(Stored items)

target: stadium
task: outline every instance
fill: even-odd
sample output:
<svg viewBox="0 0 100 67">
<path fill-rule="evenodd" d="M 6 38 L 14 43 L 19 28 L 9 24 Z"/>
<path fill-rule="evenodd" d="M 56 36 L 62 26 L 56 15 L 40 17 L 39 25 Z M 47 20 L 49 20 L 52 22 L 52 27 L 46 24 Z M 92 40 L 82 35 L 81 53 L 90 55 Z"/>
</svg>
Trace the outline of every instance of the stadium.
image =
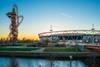
<svg viewBox="0 0 100 67">
<path fill-rule="evenodd" d="M 41 41 L 57 44 L 100 44 L 100 30 L 62 30 L 39 33 Z"/>
</svg>

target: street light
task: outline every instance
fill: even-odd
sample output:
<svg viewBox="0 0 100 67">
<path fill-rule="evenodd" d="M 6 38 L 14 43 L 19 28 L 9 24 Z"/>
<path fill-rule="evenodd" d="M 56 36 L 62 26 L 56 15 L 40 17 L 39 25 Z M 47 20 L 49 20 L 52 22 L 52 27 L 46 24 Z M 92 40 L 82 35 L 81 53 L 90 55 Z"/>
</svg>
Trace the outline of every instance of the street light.
<svg viewBox="0 0 100 67">
<path fill-rule="evenodd" d="M 70 55 L 70 56 L 69 56 L 69 59 L 70 59 L 70 67 L 72 67 L 72 58 L 73 58 L 73 57 Z"/>
</svg>

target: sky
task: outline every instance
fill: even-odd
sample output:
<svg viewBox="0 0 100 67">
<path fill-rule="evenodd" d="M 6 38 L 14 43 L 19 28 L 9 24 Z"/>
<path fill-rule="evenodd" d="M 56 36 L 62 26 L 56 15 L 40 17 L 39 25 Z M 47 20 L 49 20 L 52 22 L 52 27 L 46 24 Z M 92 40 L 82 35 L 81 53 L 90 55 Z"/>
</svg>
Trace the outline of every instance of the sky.
<svg viewBox="0 0 100 67">
<path fill-rule="evenodd" d="M 19 38 L 34 38 L 38 33 L 72 29 L 100 29 L 100 0 L 0 0 L 0 38 L 9 34 L 6 16 L 13 4 L 24 16 Z"/>
</svg>

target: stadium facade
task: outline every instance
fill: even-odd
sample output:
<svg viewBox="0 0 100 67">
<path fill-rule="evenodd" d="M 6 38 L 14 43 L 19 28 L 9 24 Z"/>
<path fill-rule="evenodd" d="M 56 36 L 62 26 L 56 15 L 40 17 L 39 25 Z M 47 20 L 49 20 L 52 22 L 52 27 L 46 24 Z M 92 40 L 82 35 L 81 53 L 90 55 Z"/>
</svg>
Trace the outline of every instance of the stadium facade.
<svg viewBox="0 0 100 67">
<path fill-rule="evenodd" d="M 39 33 L 41 41 L 56 43 L 96 43 L 100 44 L 100 30 L 62 30 Z"/>
</svg>

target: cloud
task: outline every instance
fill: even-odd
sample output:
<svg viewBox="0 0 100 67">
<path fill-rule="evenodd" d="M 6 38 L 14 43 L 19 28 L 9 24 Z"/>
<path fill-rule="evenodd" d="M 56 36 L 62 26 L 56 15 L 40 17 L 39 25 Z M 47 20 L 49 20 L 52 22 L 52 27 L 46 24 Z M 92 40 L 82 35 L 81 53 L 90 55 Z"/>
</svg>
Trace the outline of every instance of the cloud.
<svg viewBox="0 0 100 67">
<path fill-rule="evenodd" d="M 64 17 L 67 17 L 67 18 L 72 18 L 71 15 L 68 15 L 68 14 L 66 14 L 66 13 L 61 13 L 60 15 L 61 15 L 61 16 L 64 16 Z"/>
</svg>

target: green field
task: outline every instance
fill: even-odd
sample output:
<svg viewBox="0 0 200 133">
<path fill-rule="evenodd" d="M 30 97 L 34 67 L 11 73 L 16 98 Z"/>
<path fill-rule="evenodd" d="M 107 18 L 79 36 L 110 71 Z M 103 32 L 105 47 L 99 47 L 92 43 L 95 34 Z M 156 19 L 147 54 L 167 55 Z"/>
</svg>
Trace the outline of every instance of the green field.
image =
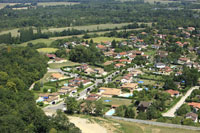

- Exercise instructions: Find how many lines above include "target", then write only that count.

- Response to the exercise: 6